> _EXERCISE AIM_
Reproduce the line that contains "Question. Point out every instance of the gray" and every line after it through the end of the records, exactly, with nothing added.

> _TASK INPUT_
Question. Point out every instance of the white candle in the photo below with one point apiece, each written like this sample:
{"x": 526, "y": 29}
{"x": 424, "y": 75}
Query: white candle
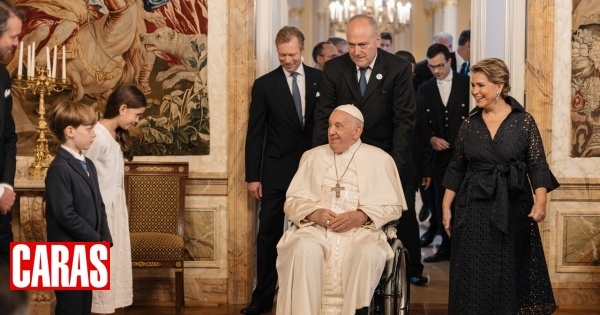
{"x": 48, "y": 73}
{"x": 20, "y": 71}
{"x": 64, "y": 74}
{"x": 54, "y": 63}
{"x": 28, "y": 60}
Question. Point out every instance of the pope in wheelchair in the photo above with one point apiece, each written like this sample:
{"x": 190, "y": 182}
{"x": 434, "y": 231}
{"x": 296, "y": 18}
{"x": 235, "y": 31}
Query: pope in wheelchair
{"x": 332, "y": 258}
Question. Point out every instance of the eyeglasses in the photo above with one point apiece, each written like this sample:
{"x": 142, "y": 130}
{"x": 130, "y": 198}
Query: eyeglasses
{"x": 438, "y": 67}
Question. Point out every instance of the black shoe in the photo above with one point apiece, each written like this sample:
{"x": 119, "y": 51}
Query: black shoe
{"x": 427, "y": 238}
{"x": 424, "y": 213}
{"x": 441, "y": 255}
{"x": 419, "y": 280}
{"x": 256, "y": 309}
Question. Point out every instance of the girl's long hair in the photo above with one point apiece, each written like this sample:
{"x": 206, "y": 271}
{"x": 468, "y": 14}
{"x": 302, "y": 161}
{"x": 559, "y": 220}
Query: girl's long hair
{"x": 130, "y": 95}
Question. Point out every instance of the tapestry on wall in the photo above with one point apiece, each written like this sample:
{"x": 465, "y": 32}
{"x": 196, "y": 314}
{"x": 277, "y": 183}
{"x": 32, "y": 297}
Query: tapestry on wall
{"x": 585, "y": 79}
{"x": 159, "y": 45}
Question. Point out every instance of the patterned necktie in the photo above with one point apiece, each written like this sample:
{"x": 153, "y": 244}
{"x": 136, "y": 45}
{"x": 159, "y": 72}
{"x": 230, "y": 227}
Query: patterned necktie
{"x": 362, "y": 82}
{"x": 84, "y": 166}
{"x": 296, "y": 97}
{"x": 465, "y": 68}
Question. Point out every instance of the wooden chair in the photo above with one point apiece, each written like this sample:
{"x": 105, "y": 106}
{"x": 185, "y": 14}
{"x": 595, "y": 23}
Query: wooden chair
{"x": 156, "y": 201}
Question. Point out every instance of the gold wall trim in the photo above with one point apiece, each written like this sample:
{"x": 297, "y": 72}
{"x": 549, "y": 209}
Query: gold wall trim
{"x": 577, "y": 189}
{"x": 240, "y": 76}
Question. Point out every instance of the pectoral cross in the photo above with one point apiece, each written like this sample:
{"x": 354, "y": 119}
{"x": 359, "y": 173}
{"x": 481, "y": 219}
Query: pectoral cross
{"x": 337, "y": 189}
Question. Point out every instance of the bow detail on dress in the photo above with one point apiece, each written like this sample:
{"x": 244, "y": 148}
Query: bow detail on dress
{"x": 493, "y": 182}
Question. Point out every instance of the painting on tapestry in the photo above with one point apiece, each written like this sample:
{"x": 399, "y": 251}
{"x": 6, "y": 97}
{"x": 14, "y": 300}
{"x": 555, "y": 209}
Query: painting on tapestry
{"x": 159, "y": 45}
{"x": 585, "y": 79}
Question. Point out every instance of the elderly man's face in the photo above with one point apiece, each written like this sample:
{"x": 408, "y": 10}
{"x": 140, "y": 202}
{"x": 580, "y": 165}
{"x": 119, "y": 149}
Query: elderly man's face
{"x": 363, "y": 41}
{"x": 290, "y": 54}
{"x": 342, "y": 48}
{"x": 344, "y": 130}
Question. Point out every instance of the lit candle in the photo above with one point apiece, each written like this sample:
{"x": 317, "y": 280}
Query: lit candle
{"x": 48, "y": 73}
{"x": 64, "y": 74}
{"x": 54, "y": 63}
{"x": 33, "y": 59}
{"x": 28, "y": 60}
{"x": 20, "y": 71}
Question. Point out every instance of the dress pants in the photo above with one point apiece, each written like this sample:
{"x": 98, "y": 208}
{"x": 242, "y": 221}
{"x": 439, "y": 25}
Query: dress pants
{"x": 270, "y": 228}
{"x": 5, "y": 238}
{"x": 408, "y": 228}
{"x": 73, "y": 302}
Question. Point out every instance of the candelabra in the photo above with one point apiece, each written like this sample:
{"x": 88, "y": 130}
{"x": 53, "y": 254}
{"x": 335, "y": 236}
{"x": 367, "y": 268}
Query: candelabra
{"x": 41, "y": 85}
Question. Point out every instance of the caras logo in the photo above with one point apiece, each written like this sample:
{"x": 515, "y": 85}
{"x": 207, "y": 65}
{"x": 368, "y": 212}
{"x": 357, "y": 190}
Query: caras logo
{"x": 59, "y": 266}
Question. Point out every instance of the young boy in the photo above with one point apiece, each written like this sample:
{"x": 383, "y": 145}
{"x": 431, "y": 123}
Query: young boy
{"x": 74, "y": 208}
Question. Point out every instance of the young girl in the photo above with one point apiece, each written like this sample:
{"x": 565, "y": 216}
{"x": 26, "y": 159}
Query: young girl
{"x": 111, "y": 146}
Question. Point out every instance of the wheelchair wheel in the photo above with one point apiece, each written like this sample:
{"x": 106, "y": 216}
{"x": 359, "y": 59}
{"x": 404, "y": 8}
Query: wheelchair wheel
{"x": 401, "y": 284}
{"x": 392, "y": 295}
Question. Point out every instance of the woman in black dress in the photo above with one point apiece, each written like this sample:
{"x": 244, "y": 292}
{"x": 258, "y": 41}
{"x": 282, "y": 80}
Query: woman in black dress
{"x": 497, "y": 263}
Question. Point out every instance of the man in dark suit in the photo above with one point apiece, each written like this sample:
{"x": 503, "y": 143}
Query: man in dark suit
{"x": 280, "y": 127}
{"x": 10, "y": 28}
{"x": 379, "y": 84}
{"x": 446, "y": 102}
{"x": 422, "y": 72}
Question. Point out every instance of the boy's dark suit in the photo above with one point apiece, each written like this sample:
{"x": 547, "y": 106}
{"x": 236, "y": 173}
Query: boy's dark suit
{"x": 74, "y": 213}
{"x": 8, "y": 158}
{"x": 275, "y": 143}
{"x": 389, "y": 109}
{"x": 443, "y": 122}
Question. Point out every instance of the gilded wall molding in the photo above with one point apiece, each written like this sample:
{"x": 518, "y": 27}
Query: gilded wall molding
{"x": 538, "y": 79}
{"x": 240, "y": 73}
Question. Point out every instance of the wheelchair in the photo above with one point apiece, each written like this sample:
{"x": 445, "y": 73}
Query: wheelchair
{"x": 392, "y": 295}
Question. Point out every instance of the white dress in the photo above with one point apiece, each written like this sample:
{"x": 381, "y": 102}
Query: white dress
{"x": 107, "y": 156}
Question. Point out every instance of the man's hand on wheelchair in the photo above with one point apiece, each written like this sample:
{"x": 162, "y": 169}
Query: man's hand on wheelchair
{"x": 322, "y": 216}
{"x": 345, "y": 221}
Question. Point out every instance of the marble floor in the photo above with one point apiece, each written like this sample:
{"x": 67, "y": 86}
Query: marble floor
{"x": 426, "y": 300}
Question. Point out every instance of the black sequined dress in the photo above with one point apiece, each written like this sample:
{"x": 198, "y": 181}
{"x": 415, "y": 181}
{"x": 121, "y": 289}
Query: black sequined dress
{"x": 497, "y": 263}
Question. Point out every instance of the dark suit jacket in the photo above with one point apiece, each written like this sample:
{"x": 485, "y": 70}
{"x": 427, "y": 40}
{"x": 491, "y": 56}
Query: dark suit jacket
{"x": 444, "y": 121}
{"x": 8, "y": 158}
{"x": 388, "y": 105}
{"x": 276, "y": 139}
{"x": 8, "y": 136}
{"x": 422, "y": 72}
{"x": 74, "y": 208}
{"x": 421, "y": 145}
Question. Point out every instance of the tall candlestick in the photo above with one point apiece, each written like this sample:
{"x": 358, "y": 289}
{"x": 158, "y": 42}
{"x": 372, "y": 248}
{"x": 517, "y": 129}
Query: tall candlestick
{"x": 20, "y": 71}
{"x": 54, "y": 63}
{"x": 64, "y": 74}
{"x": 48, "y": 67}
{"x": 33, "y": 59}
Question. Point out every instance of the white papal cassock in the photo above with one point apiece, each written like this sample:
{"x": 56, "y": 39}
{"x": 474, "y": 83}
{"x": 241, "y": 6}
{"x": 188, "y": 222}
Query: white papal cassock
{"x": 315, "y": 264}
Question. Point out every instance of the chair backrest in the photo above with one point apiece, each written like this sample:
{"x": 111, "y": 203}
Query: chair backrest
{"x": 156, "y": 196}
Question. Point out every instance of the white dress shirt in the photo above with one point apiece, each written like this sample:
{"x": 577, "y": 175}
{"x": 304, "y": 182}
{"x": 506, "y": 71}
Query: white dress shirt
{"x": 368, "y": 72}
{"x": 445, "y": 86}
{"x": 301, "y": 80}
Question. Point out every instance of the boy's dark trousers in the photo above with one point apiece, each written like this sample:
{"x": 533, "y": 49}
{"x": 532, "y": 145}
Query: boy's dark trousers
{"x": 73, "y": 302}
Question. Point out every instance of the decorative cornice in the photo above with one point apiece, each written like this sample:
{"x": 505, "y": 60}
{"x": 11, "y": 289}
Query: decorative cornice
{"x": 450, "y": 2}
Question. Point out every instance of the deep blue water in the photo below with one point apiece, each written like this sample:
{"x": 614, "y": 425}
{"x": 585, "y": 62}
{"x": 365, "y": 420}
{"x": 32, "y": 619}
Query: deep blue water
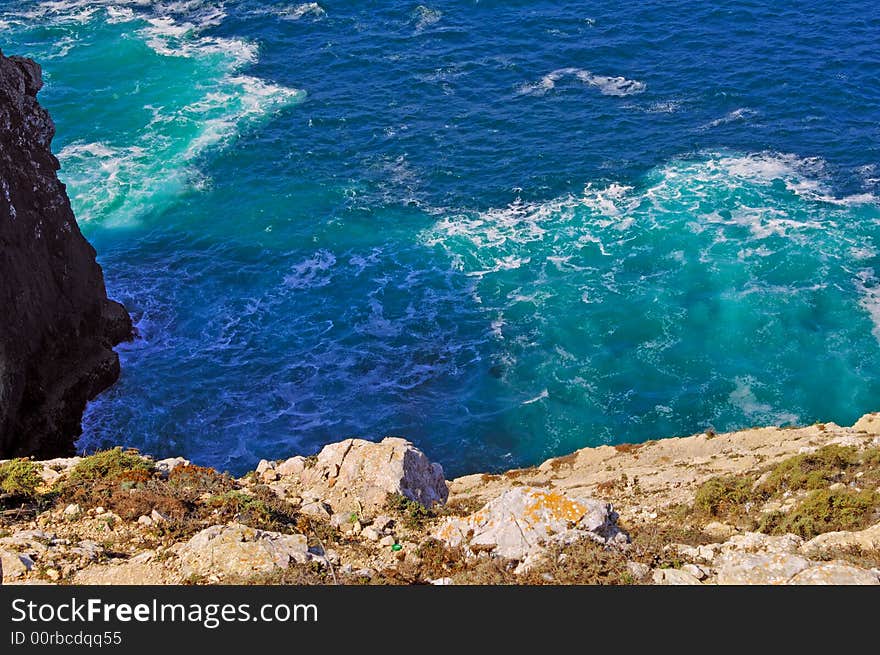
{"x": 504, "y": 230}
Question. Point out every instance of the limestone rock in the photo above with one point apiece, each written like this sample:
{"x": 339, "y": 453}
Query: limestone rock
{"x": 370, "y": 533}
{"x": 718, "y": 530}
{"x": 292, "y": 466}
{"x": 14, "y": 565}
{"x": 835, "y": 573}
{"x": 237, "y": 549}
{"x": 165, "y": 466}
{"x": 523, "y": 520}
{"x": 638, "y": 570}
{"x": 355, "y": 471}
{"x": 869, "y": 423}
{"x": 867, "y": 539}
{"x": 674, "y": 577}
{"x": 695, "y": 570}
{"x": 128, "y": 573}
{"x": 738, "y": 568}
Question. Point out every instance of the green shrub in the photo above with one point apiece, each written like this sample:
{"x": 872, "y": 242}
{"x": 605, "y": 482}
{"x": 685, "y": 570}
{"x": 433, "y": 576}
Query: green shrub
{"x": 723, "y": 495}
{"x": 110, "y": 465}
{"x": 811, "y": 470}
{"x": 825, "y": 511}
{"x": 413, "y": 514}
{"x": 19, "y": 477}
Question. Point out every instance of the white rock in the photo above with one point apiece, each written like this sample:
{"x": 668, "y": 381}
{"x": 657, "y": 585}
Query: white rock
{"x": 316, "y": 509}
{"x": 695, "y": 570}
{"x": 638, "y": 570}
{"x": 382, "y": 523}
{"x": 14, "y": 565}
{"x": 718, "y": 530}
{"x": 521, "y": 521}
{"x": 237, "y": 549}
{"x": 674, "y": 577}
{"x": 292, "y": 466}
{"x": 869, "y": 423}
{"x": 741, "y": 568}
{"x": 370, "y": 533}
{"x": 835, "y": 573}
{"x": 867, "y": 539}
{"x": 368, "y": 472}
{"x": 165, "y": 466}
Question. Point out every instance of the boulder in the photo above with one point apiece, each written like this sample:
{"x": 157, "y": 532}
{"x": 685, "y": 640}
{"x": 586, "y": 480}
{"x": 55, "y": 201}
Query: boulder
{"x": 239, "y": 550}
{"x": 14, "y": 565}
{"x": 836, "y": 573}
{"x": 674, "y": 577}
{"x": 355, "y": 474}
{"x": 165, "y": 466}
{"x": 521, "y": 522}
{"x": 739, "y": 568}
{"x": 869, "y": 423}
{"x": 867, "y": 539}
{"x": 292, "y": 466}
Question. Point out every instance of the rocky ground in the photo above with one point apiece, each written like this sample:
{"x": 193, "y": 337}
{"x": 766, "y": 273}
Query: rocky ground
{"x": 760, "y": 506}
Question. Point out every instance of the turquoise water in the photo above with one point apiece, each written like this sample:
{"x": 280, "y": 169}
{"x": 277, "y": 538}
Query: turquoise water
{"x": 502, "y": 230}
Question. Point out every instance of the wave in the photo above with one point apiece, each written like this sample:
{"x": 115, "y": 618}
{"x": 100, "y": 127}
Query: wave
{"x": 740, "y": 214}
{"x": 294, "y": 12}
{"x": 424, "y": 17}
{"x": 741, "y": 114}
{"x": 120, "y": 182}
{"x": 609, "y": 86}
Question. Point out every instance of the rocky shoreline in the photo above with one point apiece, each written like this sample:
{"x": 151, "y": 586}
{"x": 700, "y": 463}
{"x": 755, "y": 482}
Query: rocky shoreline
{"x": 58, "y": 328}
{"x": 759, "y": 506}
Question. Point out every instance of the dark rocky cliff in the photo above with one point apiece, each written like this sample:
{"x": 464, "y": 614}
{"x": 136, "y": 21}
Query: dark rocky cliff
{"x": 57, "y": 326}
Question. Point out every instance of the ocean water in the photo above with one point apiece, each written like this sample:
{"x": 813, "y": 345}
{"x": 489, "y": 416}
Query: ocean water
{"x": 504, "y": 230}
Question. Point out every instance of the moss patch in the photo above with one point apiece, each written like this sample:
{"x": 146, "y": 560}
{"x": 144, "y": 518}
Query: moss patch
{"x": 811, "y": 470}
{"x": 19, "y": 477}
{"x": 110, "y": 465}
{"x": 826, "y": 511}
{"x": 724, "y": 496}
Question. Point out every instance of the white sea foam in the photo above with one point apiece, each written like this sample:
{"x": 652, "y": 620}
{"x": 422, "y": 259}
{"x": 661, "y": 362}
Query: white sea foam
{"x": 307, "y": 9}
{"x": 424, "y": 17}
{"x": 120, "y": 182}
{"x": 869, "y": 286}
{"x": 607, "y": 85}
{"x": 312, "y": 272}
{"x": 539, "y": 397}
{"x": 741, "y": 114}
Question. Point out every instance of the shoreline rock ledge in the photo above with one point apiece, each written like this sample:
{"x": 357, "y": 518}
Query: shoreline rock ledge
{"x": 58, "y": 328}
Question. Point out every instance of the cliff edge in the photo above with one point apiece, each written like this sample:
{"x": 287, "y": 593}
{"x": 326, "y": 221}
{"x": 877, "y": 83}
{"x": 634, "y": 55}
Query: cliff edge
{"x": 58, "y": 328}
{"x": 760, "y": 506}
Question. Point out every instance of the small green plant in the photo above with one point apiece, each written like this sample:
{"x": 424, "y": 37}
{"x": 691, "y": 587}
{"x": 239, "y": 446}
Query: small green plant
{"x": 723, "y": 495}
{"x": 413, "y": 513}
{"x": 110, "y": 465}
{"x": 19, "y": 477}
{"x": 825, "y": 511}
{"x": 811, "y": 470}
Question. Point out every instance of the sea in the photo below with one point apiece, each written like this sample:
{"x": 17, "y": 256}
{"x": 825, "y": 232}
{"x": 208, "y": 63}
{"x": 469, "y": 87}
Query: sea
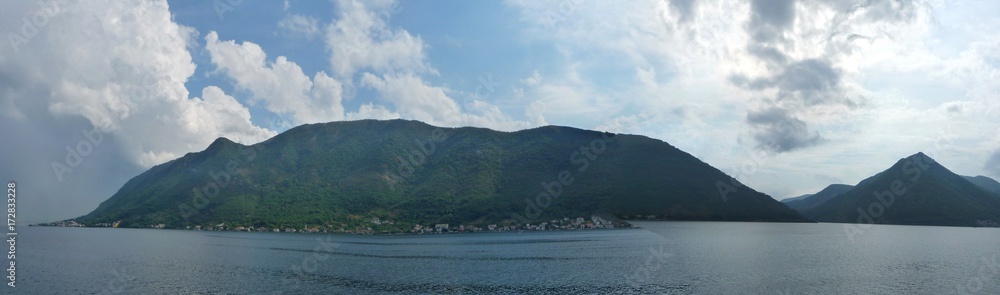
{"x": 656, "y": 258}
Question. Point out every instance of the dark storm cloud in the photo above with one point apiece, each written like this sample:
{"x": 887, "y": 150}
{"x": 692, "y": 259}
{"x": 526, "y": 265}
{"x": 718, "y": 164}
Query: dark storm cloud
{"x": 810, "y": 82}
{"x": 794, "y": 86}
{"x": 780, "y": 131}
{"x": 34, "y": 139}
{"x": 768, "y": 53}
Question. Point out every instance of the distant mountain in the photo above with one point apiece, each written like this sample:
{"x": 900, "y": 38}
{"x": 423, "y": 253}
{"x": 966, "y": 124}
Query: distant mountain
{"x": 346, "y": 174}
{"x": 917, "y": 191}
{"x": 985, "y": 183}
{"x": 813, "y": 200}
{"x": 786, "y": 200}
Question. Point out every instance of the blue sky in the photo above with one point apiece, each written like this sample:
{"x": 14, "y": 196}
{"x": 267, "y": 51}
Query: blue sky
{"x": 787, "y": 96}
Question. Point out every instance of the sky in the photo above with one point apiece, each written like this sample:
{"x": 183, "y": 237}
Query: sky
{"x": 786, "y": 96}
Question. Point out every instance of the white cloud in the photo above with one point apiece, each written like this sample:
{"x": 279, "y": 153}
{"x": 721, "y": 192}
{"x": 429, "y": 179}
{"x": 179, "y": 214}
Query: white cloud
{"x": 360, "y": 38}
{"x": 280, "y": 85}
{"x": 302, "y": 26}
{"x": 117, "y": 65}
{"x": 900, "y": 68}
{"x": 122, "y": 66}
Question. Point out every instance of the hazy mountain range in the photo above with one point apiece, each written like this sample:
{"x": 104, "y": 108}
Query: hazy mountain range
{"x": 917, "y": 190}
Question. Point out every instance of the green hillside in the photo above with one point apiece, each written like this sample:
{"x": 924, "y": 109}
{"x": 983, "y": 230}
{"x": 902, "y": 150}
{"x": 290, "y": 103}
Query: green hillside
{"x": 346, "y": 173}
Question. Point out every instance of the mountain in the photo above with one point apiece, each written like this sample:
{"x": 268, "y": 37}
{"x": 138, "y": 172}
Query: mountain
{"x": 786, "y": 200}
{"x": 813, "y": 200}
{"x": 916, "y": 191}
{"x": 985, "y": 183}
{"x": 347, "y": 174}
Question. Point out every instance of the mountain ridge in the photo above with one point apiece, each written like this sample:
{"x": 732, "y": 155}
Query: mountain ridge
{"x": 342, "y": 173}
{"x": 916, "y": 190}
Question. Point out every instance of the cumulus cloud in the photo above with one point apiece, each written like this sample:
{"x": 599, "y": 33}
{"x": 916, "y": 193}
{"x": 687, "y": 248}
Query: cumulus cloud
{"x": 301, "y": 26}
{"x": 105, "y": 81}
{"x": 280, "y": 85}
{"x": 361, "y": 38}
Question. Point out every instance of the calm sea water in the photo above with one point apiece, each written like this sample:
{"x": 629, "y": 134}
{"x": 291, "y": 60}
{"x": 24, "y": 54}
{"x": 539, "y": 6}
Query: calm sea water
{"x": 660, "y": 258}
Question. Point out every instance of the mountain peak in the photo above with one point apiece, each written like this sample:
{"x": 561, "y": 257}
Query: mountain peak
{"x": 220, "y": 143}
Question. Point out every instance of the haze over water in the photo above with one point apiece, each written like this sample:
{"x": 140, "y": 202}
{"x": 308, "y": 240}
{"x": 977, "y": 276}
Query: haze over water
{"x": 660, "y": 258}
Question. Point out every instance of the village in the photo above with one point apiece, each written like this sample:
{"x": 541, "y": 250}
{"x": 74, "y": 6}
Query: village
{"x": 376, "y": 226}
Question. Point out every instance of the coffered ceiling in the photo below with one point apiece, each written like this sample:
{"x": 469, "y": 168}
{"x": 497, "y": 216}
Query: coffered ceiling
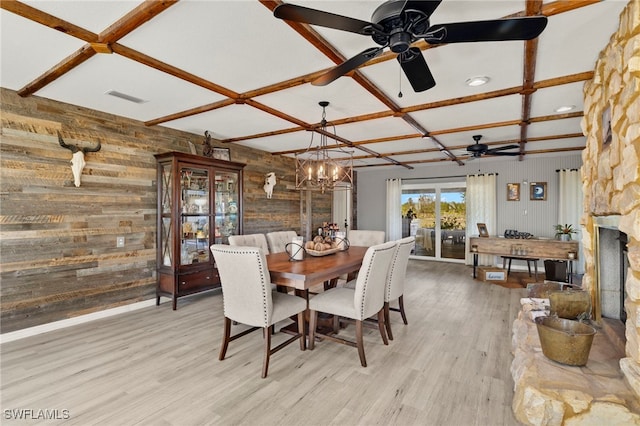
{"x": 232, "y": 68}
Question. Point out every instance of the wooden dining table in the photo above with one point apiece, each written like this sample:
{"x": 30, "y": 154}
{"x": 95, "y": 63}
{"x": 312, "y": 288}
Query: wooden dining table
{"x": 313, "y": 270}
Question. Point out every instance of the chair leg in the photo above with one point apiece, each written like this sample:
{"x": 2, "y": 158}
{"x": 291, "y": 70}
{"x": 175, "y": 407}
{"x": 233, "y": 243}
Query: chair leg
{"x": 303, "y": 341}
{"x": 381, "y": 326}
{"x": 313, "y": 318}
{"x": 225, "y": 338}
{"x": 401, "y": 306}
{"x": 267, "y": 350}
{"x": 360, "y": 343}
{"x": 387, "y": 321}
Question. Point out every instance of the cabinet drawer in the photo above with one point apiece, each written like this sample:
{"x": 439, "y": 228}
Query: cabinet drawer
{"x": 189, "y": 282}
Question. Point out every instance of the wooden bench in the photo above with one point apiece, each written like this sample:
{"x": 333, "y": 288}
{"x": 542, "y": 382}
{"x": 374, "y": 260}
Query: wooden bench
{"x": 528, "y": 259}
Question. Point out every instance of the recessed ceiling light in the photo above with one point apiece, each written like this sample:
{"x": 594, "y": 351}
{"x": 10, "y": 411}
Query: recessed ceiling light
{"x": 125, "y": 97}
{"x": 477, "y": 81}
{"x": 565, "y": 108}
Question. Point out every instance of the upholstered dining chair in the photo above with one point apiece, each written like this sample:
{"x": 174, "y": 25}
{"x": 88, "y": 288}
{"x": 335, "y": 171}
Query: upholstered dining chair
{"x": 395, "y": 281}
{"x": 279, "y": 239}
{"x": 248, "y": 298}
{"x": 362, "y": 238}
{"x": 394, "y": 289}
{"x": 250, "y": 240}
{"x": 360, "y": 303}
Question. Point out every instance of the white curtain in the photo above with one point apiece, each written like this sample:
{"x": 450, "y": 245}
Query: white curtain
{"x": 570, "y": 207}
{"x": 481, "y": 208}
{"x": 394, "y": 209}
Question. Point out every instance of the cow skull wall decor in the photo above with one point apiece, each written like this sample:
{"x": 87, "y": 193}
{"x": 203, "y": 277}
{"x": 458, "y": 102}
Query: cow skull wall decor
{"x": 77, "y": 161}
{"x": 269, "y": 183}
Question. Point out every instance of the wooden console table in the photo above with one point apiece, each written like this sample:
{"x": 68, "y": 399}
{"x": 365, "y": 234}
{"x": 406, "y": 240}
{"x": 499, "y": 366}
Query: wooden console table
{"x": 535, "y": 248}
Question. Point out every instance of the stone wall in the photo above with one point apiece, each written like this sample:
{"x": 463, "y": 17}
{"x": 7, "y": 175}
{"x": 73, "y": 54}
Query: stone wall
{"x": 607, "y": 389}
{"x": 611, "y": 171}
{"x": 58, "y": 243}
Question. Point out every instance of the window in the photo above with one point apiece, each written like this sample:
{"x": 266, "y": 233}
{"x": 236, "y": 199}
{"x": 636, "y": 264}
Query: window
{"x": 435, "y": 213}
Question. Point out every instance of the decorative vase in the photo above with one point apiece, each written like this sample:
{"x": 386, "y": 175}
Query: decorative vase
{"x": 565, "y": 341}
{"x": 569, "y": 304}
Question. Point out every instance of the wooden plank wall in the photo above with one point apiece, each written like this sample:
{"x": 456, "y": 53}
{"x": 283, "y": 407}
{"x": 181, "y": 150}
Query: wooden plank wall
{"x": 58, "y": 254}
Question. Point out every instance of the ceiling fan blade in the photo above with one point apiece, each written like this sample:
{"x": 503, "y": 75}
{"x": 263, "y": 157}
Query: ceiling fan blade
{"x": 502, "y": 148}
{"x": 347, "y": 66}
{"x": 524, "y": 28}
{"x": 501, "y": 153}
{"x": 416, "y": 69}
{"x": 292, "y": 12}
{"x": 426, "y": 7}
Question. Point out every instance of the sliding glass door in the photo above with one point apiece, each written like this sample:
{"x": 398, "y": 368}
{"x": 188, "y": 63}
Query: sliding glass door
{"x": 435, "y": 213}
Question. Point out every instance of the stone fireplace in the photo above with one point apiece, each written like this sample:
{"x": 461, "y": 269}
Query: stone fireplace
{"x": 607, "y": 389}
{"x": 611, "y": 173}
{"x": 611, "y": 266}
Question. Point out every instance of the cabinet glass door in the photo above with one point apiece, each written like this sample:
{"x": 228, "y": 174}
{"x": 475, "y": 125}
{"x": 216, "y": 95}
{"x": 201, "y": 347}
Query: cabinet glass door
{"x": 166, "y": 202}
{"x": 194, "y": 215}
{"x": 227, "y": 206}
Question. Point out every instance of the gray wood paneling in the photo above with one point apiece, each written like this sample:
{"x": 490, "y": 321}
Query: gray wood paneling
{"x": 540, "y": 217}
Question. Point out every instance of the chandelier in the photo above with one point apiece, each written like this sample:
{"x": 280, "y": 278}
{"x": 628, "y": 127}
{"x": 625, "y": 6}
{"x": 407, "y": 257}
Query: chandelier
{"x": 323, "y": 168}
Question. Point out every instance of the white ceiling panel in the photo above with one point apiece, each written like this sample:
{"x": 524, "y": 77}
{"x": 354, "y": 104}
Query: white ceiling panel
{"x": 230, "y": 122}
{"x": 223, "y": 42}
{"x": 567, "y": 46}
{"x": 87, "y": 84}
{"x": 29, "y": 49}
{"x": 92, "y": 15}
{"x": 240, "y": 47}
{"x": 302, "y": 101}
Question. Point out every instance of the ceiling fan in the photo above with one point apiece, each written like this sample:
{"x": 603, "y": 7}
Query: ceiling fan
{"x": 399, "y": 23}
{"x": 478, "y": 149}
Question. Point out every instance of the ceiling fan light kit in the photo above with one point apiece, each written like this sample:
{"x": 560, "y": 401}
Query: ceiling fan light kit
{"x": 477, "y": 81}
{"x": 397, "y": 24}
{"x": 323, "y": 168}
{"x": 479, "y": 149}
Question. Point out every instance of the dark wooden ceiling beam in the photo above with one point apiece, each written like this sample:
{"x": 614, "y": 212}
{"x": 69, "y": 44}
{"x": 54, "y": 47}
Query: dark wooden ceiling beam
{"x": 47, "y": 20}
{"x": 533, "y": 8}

> _RESPONSE TO THE TASK_
Question. Point out every instance of the gray wood paneling in the photo above with one point apiece, each written like this sample:
{"x": 490, "y": 321}
Query: gray wood paneling
{"x": 540, "y": 217}
Question. Point out every instance of the chandelier in the photo above with one point apiece, each written like this sample:
{"x": 280, "y": 278}
{"x": 628, "y": 127}
{"x": 625, "y": 6}
{"x": 407, "y": 257}
Query: chandelier
{"x": 323, "y": 168}
Question. Point out every instance of the white ceiling panel in the photo above with one point apiece, each written like this sample:
{"x": 524, "y": 77}
{"x": 354, "y": 104}
Query: white ceiling panel
{"x": 230, "y": 122}
{"x": 223, "y": 42}
{"x": 567, "y": 46}
{"x": 87, "y": 84}
{"x": 29, "y": 49}
{"x": 92, "y": 15}
{"x": 240, "y": 47}
{"x": 302, "y": 101}
Question. Point out every instance of the ceiling fan in the photo above with one point apiece, each written like this sample:
{"x": 603, "y": 7}
Query: ceiling fan
{"x": 399, "y": 23}
{"x": 478, "y": 149}
Question. Point out every instance of the ceiling fan light kit in the photo above with one point apiece, each written like this sample:
{"x": 560, "y": 401}
Query: ceiling fan light kit
{"x": 477, "y": 81}
{"x": 397, "y": 24}
{"x": 323, "y": 168}
{"x": 479, "y": 149}
Question. Point out every instance of the dark wooden ceiling beam in the photo above with one point apiece, each written like this sample:
{"x": 614, "y": 212}
{"x": 69, "y": 44}
{"x": 54, "y": 47}
Query: dark wooden ceiling beam
{"x": 47, "y": 20}
{"x": 533, "y": 8}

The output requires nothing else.